[Point-per-instance localization data]
((
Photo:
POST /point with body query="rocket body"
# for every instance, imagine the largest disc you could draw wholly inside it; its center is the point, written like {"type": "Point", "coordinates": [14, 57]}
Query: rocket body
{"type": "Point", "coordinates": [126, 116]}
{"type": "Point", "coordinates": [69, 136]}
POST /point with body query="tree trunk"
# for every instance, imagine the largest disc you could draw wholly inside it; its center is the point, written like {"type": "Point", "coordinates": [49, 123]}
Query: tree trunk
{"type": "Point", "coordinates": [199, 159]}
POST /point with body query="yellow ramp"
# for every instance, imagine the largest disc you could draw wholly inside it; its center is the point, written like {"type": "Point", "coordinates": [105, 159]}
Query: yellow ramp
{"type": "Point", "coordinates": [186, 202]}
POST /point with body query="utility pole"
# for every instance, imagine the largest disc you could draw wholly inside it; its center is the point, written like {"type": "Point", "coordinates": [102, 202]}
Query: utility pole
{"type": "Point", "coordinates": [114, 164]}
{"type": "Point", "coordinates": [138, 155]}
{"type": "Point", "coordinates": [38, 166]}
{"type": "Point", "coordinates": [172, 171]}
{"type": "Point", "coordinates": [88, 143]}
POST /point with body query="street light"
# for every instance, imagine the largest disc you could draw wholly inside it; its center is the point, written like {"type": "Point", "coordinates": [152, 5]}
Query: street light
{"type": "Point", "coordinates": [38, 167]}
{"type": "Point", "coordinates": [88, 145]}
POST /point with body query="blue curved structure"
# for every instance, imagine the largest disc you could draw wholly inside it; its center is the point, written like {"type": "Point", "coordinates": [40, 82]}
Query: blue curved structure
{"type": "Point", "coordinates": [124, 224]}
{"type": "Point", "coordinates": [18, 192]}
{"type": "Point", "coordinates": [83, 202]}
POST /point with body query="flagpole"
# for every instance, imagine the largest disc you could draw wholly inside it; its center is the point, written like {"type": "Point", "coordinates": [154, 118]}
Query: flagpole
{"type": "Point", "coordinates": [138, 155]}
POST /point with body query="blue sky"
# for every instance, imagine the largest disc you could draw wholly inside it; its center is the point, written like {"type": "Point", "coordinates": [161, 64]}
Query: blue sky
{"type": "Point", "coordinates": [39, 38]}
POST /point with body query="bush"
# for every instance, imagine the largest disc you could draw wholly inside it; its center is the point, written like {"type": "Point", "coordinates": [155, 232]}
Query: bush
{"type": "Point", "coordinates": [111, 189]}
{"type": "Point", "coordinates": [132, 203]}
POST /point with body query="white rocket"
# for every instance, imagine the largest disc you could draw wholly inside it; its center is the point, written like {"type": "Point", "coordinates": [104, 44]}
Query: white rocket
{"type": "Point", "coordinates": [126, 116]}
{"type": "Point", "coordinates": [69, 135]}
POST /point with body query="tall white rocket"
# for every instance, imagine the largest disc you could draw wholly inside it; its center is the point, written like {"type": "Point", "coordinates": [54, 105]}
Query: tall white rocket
))
PROBLEM REQUIREMENTS: Find every line in the records that has the word "wholly". Then report the count alone.

RESPONSE: 11